[BEGIN Available records]

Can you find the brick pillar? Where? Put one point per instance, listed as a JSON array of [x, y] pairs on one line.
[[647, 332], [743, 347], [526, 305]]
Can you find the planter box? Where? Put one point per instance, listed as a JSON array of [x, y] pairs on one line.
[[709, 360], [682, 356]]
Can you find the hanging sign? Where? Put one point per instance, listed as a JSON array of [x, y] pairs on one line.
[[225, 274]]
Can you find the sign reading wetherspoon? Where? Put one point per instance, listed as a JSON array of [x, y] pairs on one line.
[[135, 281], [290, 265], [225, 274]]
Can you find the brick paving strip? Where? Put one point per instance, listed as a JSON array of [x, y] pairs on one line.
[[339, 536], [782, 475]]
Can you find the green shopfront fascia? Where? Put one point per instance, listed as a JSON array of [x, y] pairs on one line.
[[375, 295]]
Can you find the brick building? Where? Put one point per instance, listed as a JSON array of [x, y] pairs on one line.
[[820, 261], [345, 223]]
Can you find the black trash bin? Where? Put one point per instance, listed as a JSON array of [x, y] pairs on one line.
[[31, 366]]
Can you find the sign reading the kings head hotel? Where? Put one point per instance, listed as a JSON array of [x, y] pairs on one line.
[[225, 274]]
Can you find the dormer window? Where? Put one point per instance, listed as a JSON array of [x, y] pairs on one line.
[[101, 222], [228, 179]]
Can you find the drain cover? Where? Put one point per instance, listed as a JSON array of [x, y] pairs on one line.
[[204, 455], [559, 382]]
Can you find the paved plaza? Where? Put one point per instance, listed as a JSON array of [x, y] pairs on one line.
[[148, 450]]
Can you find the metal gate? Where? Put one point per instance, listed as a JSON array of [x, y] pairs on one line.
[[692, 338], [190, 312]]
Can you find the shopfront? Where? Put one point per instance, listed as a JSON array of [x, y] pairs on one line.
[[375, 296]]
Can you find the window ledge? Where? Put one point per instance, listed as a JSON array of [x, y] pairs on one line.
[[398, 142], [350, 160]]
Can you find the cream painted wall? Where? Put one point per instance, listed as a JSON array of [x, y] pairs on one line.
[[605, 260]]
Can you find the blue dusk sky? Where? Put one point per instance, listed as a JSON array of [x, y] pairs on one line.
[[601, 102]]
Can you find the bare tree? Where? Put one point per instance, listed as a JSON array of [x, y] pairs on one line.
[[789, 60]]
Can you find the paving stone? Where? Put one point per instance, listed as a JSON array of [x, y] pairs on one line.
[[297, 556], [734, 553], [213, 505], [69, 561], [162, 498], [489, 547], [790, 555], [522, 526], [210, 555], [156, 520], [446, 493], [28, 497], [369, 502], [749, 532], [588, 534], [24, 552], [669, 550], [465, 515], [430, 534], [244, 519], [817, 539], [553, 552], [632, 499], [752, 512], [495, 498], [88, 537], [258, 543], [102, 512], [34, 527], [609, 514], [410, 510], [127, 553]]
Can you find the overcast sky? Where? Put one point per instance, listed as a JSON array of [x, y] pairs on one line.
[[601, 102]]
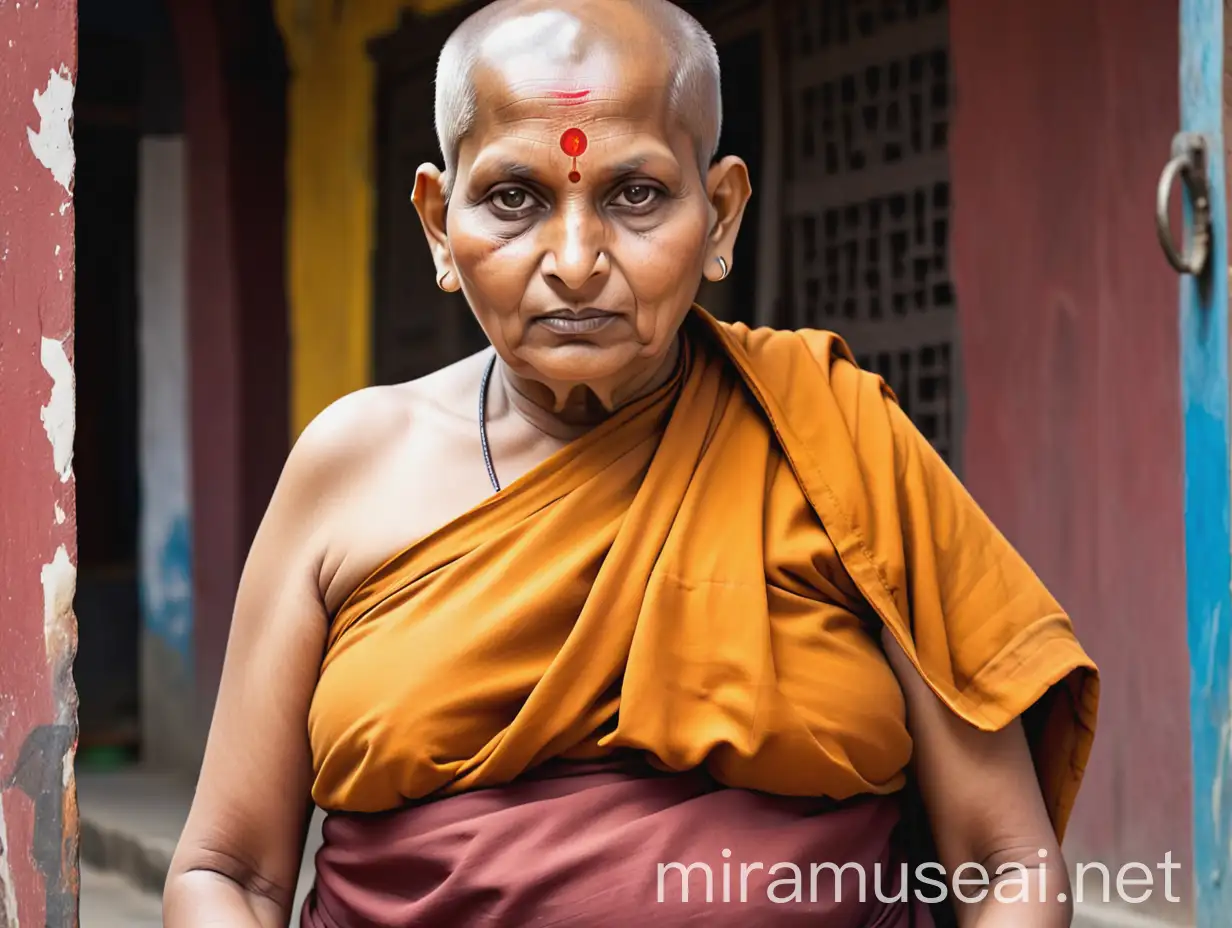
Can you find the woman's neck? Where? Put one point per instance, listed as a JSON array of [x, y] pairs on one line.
[[582, 411]]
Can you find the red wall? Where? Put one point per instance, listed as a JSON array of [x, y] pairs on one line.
[[37, 520], [1069, 341]]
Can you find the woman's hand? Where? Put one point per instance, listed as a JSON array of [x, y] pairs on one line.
[[984, 806]]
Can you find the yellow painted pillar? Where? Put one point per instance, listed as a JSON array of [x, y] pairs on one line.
[[330, 203]]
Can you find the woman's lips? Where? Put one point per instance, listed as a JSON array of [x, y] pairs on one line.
[[566, 322]]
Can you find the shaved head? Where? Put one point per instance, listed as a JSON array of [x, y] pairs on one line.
[[566, 33]]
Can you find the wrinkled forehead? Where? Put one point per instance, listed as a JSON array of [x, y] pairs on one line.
[[551, 67]]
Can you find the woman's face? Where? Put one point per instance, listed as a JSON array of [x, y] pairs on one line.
[[580, 271]]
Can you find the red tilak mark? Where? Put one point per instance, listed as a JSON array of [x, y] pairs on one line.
[[568, 97], [573, 143]]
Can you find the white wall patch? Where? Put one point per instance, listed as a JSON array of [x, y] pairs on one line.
[[59, 414], [53, 142], [59, 587]]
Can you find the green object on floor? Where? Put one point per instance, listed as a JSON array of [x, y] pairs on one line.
[[104, 759]]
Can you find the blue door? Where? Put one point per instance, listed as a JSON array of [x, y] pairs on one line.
[[1199, 252]]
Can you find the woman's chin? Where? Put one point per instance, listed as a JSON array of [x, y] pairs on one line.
[[580, 361]]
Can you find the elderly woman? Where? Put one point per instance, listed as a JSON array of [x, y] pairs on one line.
[[637, 616]]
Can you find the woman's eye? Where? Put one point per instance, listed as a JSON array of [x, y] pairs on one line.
[[511, 200], [637, 195]]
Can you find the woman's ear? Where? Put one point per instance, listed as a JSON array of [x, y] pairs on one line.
[[430, 203], [728, 190]]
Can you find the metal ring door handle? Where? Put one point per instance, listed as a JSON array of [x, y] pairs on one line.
[[1189, 163]]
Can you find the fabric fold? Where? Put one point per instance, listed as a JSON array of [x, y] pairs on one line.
[[701, 581]]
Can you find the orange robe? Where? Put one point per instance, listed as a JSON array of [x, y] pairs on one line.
[[704, 578]]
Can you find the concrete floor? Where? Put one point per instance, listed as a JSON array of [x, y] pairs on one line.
[[110, 901]]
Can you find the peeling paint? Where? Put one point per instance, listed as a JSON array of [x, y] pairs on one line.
[[8, 889], [59, 586], [53, 142], [58, 415]]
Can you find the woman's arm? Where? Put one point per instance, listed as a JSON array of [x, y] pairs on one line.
[[983, 801], [238, 858]]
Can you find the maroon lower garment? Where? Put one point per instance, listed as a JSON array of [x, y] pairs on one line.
[[580, 844]]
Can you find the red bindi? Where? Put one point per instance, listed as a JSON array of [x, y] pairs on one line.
[[573, 143]]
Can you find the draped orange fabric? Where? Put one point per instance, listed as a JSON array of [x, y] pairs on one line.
[[704, 578]]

[END Available records]

## Aim
Output the data above without changes, apart from leaving out the pictures.

## The output
Can you find the brick pillar? Where? Put one point per instance, listed as a JSON array of [x, y] pairs on one line.
[[647, 332], [743, 347], [526, 305]]
Can you find the planter box? Where? Put one point per instance, listed as a JSON array of [x, y] pairs on one line.
[[709, 360], [682, 356]]
Can you find the hanging sign? Where? Put one point per instance, listed as a JSON array of [x, y] pairs on one line.
[[225, 274]]
Can you find the sign reading wetherspoon? Where? Put one point per instance, listed as a JSON array of [x, y] pairs on one line.
[[135, 281], [290, 265], [225, 274]]
Can you find the brick paving strip? Where? Put one point per instance, listed as a JSON array of [x, y] pairs on one line.
[[339, 536], [782, 475]]
Can you find the green shopfront fascia? Where? Put one point per instance, listed as a JSON array of [x, y] pairs on one line.
[[375, 295]]
Can you find the brick building? Where? Put one point per instance, listed as a JSON array of [x, y] pairs on one line.
[[820, 261], [345, 223]]
Can you find the black trash bin? Where? Put one point per instance, listed as a JSON array of [x, y] pairs on one line.
[[31, 366]]
Can you find the sign reading the kings head hotel? Where? Put one point per instance, listed as a JSON array of [x, y] pairs on one line.
[[225, 274]]
Can you find the dormer window? Where? Put one point per instance, listed as a JSON array of [x, y] pairs on one line.
[[101, 222], [228, 179]]
Can you find the drain cover? Where? Put one point per instance, listed as a JSON array of [x, y] pairs on one line.
[[204, 455], [559, 382]]
Can you find the paved plaza? Where? Put one point per instance, listed as a JSON array of [x, y] pairs on one line.
[[148, 450]]
Can you find the metal gate? Where? Put one point per instance, listed as a JSON array of [x, y] pairs on one line.
[[692, 338], [190, 312]]
Can you find the shopfront? Where? Put one point per instance, listed as a JSON array of [x, y] pairs on one line.
[[375, 296]]
Can you find the window ledge? Where? Put one point per instance, listed as a JSON array of [x, y] pairs on one line.
[[398, 142], [350, 160]]
Can you find the cream painted wall? Where? Put one point per instance, listed as a JSON array of [x, y] pairs on one line.
[[605, 260]]
Can you find the blue dusk sky? Where? Put one point per instance, listed as a JSON array of [x, y] pairs on one line.
[[601, 102]]
Can you find the bare tree? Where? Put one point per instance, listed as a JSON array of [x, y] pairs on one line.
[[789, 60]]
Can you find the paving stone? Where? Put one point per instance, listed as a JSON array of [x, y] pairs on one line.
[[297, 556], [734, 553], [213, 505], [69, 561], [162, 498], [489, 547], [790, 555], [522, 526], [210, 555], [156, 520], [446, 493], [28, 497], [369, 502], [749, 532], [588, 534], [24, 552], [669, 550], [465, 515], [430, 534], [244, 519], [817, 539], [553, 552], [632, 499], [752, 512], [495, 498], [88, 537], [258, 543], [102, 512], [34, 527], [609, 514], [410, 510], [127, 553]]
Can you find the overcast sky? Where? Put one point per instance, listed as a JSON array of [x, y] pairs on one line.
[[601, 102]]
Can you find the woman's neck? Where? Put one point per instance, listed as a JSON array of [x, y] pairs on one line.
[[582, 411]]
Can you find the red wall? Where? Put one point per instance, listed as a JSON array of [x, y] pairs on one line.
[[37, 520], [1069, 341]]
Can you find the woman's hand? Where? Put one point per instance, listed as a JSON array of [x, y] pairs on one line.
[[984, 806]]
Can you find the yellow painted pillar? Where? Put one point per instance, listed as a JSON array of [x, y] pairs on one line.
[[330, 203]]
Can you find the woman's lips? Where? Put one point per instance, listed as a JSON array of [x, y] pairs on one line.
[[566, 322]]
Can you find the shaved head? Where? Put one point per instance, listed as a JSON array of [x, y] pairs on one line.
[[566, 33]]
Can you find the wrinkled forehead? Where? Put one point per instance, listed as a JSON array of [x, y] pairs on one line.
[[551, 67]]
Can you find the woman's face? Where? Put one point per instance, listed as a JSON array of [x, y] pairs on one line.
[[580, 271]]
Can you find the red tilak mark? Where? Put one point per instance, listed as a JSON array of [x, y] pairs on one line.
[[568, 97], [573, 143]]
Can you find the white wall patch? Where? Put one point per instance, listed as a JSON array of [x, y] pairs on one line.
[[59, 414], [53, 142], [59, 587]]
Can you find the green object on floor? Where? Put one point per instance, listed as a JSON array of [x, y] pairs on one line.
[[104, 759]]
Can you find the blue door? Where? Put one point per instance, listed as a JSON array of [x, y] pairs on one line.
[[1199, 252]]
Can you find the woman's chin? Where? Put one point per instance, listed as a JSON array of [x, y] pairs on one line.
[[580, 361]]
Can you find the elderly woman? Where? Put one point per instance, listed as a JSON array of [x, y] pairs on one line.
[[637, 616]]
Can you find the woman's eye? Where? Put one point per instance, listed as a JSON array of [x, y] pairs on one line.
[[511, 200], [637, 195]]
Can you find the woman's ear? Where? Put one point per instance, listed as a JSON array of [x, y] pairs on one line.
[[430, 203], [728, 190]]
Can you find the metal ring door handle? Where? Put one point per instance, listed as a JSON array of [x, y] pairs on one line.
[[1189, 163]]
Can you find the fabric fold? Where? Put one point per instance, listed as a JSON array of [x, y] pairs on one line.
[[701, 581]]
Can you find the orange robe? Where? Put one point per instance, listed as a JSON array of [x, y] pairs on one line.
[[704, 578]]
Can you find the concrete floor? Where? Put one point per instance, listed as a JSON array of [x, y] pairs on one line.
[[110, 901]]
Can you find the peeling paint? Where? Put one point per instance, listed as a JSON array of [x, y] pairs on one line.
[[8, 889], [59, 586], [53, 142], [58, 415]]
Can you find the woman's arm? Where? Put one point per instance, listed as a JSON array of [x, y] pairs on one line.
[[983, 801], [238, 858]]
Can you find the maroon lower garment? Where? Put one point per instance, listed as a JSON array of [x, y] pairs on one line.
[[580, 844]]
Can you find the red bindi? Where? Put one point per instance, listed as a JSON array of [x, y] pairs on one line.
[[573, 143]]
Can you find the draped orange fabric? Where? Put one point per instance, listed as a JSON array of [x, y] pairs on one line.
[[704, 578]]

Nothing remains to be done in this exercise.